(Goal of the exercise):
Can you reproduce every item below word for word, without changing anything?

(Input material):
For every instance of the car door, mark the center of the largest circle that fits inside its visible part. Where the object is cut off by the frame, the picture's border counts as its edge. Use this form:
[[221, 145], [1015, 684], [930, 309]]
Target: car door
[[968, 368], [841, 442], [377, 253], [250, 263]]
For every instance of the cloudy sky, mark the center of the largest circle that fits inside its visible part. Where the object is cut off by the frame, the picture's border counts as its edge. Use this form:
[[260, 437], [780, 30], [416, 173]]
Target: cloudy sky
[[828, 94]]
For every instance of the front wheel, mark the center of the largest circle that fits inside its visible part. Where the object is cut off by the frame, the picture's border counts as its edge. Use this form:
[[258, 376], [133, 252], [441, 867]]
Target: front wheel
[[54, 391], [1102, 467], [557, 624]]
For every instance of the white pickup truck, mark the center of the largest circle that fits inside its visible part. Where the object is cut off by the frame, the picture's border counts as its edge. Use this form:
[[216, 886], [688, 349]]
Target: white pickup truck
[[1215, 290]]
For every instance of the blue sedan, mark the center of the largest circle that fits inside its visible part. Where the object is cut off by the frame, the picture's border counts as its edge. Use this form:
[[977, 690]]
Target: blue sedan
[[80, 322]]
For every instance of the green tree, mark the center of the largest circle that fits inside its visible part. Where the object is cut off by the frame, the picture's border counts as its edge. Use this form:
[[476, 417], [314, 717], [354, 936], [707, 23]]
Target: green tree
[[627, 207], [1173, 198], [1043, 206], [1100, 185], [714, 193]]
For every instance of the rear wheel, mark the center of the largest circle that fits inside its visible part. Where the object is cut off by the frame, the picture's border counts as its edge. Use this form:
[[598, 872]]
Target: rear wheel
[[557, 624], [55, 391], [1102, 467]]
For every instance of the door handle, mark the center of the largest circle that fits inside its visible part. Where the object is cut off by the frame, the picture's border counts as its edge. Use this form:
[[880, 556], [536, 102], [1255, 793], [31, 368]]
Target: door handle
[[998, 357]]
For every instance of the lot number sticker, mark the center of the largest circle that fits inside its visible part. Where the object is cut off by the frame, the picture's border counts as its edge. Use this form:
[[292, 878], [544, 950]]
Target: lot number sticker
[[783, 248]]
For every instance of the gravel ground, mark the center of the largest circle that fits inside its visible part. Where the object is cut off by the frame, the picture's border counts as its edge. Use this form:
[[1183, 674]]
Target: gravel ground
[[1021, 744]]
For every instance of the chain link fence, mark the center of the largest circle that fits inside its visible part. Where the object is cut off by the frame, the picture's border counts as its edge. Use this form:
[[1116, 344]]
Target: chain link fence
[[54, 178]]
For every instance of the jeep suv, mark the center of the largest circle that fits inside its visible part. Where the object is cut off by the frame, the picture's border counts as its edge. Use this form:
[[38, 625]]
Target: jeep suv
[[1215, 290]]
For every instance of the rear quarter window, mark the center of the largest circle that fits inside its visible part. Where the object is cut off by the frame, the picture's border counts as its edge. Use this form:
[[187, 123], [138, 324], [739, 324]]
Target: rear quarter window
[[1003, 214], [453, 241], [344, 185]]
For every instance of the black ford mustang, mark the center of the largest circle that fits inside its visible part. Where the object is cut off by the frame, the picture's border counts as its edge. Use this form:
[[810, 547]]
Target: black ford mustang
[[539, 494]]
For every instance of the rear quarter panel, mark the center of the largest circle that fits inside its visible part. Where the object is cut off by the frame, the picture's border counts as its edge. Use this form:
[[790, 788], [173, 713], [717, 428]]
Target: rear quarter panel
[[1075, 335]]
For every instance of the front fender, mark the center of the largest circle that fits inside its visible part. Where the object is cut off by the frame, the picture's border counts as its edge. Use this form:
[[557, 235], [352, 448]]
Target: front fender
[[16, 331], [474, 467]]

(Response to the exercise):
For every instance of the car door, mark the center of the largest circle that fits inside its visible part. Where the object is cut off by the frame, the picture's border counts as its edge. Use this form:
[[221, 145], [1015, 684], [930, 309]]
Target: car door
[[968, 368], [841, 442], [377, 253], [250, 263]]
For every instance of the cloudy sky, mark the center of the largest circle that fits inside its visible part. Where the object is cut off by the frame, the picture's border counts as its edge. Use this form:
[[260, 437], [780, 30], [416, 173]]
Target: cloudy sky
[[828, 94]]
For every instance of the front wheel, mark the center of the largest circle that fits inside its visible part. Where the object is cut off by the frame, the picture's border counts as its edge. Use this form:
[[258, 376], [133, 252], [441, 867]]
Target: front wheel
[[54, 391], [1102, 467], [557, 624]]
For every instance of the white pickup truck, mark the center of the largest circle that fits inside its visible part. Where the object is cut off by the frame, the picture's border counts as its edge. Use this form:
[[216, 886], [688, 349]]
Target: white pickup truck
[[1215, 290]]
For every instance of the blue sedan, mark the center of the largest circle that fits inside its visible part. Where the object is cut off by the frame, the picture's border counts as its edge. Use this form:
[[977, 690]]
Target: blue sedan
[[80, 322]]
For every instance of the green tree, mark the center of the largest circle that fits inside its visible part. Where the object is cut off by the frame, the picture's border counts as its edge. Use this form:
[[476, 417], [314, 717], [354, 936], [707, 23]]
Target: green tree
[[627, 207], [1173, 198], [1043, 206], [1100, 185], [714, 193]]
For every instance of the rear wheel, mark the center of the largest circle that fits inside its visible part. Where the object is cut off by the frame, the picture's border counts as its edge. Use this form:
[[598, 872]]
Target: rear wheel
[[557, 624], [55, 391], [1102, 467]]
For every instance of the door handle, mark the center of the largest circle that fits inside its visible part. Where the object is cut off by the frame, the picture's border counts as its edge. Use this form:
[[880, 556], [536, 102], [1255, 793], [31, 368]]
Target: door handle
[[998, 357]]
For every instance of the lot number sticker, mark the center of the largest circle that fits inside its visible part. Where the object is cut off by the frame, the picture's border counts as its edge. Use this form:
[[292, 878], [544, 950]]
Target: lot number sticker
[[783, 248]]
For every instance of the gravel ground, mark the center of the largest circle that fits inside its visible part. Where the object is cut off by the frame, the picture's border counts as its edge. Use this form:
[[1183, 674]]
Target: gravel ground
[[1021, 744]]
For every instance of the chain link fence, mark the center of the largest circle that fits inside its visible part. Where the object is cut off by the frame, the picture's border counts as its edge. Use this form:
[[1116, 344]]
Target: chain link fence
[[54, 178]]
For every instance of the jeep suv, mark the center of the largest circle that fits inside its visible part. Where the object is cut off by the frame, the picture's border counts as its edge. Use this form:
[[38, 625]]
Target: jeep suv
[[1215, 290]]
For every instance of the rear quarter window, mark the center of the largest circle that fits inside its visible part. Where the object is cut off by the frame, the picture's border counts as its edge. Use this form:
[[187, 123], [138, 324], [739, 324]]
Target: rear quarter window
[[1003, 214], [453, 241], [344, 185]]
For every instance of the black ford mustang, mark the center of the largest circle that fits inside its visible part. Where the object is cut off by the frame, the picture's border counts as its edge. Use this form:
[[810, 547]]
Target: black ford mustang
[[539, 494]]
For every instance of the rear quarter panel, mark the center of the largest circle that fits inside its visible part. Where the object is cut off by the frame, the picture's border counts as its edge. Use this form:
[[790, 788], [173, 713], [717, 428]]
Target: rear quarter panel
[[1075, 335]]
For every instance of the front fender, mark the center of the largest circle that fits inside its visible part. Where the object is cut off by the frame, the picture's border counts as its edge. Use this form:
[[557, 235], [352, 448]]
Target: front fender
[[16, 331], [474, 467]]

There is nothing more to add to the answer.